_SET EXERCISE_. Using the passage on cannabis retail, decide whether each statement agrees with it, answering yes or no and quoting the words that settle it: (a) Online sales make up 8.1% of core retail sales in Canada. (b) TopShop built its virtual reality water slide in a New York store. (c) Dish&DUER's Vancouver store lets customers test its denim in an adult playground.
— BEGIN PASSAGE GIVEN —
Reports of the death of retail were greatly exaggerated.

Online retail sales may be growing rapidly, but don’t let the trend reports mislead you—brick-and-mortar retail still rules. As a recent study from PwC notes, “despite the rapid growth of online sales, that channel still represents only 8.1% of core retail sales in Canada.”

It’s not that physical retail is dying; it’s simply that it has adapted to a consumer looking for an experience and not just a store. Cannabis brands will initially draw customers through sheer novelty, but those that thrive in the long-term will build something worth returning to.

As we launch the Crowns Retail Council to advise those cannabis entrepreneurs who want to build legendary experiences, here are three key things all cannabis retailers should keep in mind as they look to rule this new marketplace:


1. Be more than a store

The best retail spaces in the age of online stores offer something more than products to peruse. They are destinations to be experienced or spaces for people to gather. Think of Tiffany’s in New York building a café to finally let people actually have breakfast or TopShop’s flagship store in London building a virtual reality water slide for its 2017 summer collection. Customers were able to fly through central London, over black cabs and double-decker buses, from inside the Oxford Street store. Dish&DUER’s Vancouver store includes an adult playground, where customers can literally test out the comfort and durability of their “performance denim” before purchasing.

Wellness brands routinely run free yoga classes or running groups; the cannabis equivalent could teach consumers about both the plant (what are terpenes) and the ritual (how to roll, how to choose a vape pen), as well as speak to a brand’s ethos. So a spiritual brand could offer meditation or tarot readings, a more fanciful one could run a board-games night (so long as it’s not promoting a “glamorous lifestyle”). These experiences turn traditional retail into a community space and build brand loyalty.
— END PASSAGE GIVEN —
— BEGIN RECORDED DATA —
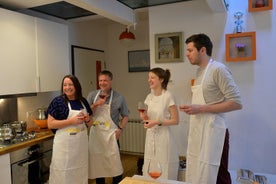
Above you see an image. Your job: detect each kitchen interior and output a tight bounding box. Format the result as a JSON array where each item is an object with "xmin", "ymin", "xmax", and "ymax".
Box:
[{"xmin": 0, "ymin": 0, "xmax": 276, "ymax": 184}]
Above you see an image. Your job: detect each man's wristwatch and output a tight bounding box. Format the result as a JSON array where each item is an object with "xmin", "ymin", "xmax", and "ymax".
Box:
[{"xmin": 158, "ymin": 120, "xmax": 163, "ymax": 126}]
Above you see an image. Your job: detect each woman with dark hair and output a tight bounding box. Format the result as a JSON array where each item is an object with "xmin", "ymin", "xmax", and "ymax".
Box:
[
  {"xmin": 48, "ymin": 75, "xmax": 93, "ymax": 184},
  {"xmin": 140, "ymin": 68, "xmax": 179, "ymax": 180}
]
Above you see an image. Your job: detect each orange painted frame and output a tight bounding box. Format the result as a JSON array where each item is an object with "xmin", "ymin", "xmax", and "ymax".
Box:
[
  {"xmin": 225, "ymin": 32, "xmax": 256, "ymax": 62},
  {"xmin": 248, "ymin": 0, "xmax": 273, "ymax": 12}
]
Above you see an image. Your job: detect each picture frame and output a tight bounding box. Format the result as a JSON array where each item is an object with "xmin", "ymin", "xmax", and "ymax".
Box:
[
  {"xmin": 248, "ymin": 0, "xmax": 273, "ymax": 12},
  {"xmin": 128, "ymin": 50, "xmax": 150, "ymax": 72},
  {"xmin": 225, "ymin": 32, "xmax": 256, "ymax": 62},
  {"xmin": 155, "ymin": 32, "xmax": 183, "ymax": 63}
]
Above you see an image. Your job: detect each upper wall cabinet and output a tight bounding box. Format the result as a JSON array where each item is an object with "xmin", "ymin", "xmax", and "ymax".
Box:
[
  {"xmin": 0, "ymin": 8, "xmax": 36, "ymax": 95},
  {"xmin": 36, "ymin": 18, "xmax": 70, "ymax": 92}
]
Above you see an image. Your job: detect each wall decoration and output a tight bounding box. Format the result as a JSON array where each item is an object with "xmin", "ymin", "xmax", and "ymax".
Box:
[
  {"xmin": 128, "ymin": 50, "xmax": 150, "ymax": 72},
  {"xmin": 225, "ymin": 32, "xmax": 256, "ymax": 61},
  {"xmin": 155, "ymin": 32, "xmax": 183, "ymax": 63},
  {"xmin": 248, "ymin": 0, "xmax": 273, "ymax": 12}
]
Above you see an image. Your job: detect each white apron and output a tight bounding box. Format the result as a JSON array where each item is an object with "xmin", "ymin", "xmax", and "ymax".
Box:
[
  {"xmin": 143, "ymin": 91, "xmax": 179, "ymax": 180},
  {"xmin": 89, "ymin": 91, "xmax": 123, "ymax": 179},
  {"xmin": 186, "ymin": 60, "xmax": 226, "ymax": 184},
  {"xmin": 49, "ymin": 103, "xmax": 88, "ymax": 184}
]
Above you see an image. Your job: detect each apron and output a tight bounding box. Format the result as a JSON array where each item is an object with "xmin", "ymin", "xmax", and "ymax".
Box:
[
  {"xmin": 186, "ymin": 60, "xmax": 226, "ymax": 184},
  {"xmin": 89, "ymin": 91, "xmax": 123, "ymax": 179},
  {"xmin": 143, "ymin": 91, "xmax": 179, "ymax": 180},
  {"xmin": 49, "ymin": 103, "xmax": 88, "ymax": 184}
]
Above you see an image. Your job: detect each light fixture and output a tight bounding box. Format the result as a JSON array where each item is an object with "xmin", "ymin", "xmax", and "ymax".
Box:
[{"xmin": 119, "ymin": 27, "xmax": 135, "ymax": 46}]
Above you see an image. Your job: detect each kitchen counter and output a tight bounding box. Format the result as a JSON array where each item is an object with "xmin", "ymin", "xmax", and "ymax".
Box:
[{"xmin": 0, "ymin": 129, "xmax": 54, "ymax": 155}]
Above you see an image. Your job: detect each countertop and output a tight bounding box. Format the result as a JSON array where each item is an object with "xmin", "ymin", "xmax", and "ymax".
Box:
[{"xmin": 0, "ymin": 129, "xmax": 54, "ymax": 155}]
— END RECORDED DATA —
_RESULT OF THIS EXERCISE_.
(a) Yes: "that channel still represents only 8.1% of core retail sales in Canada."
(b) No: "TopShop’s flagship store in London building a virtual reality water slide for its 2017 summer collection."
(c) Yes: "Dish&DUER’s Vancouver store includes an adult playground, where customers can literally test out the comfort and durability of their “performance denim” before purchasing."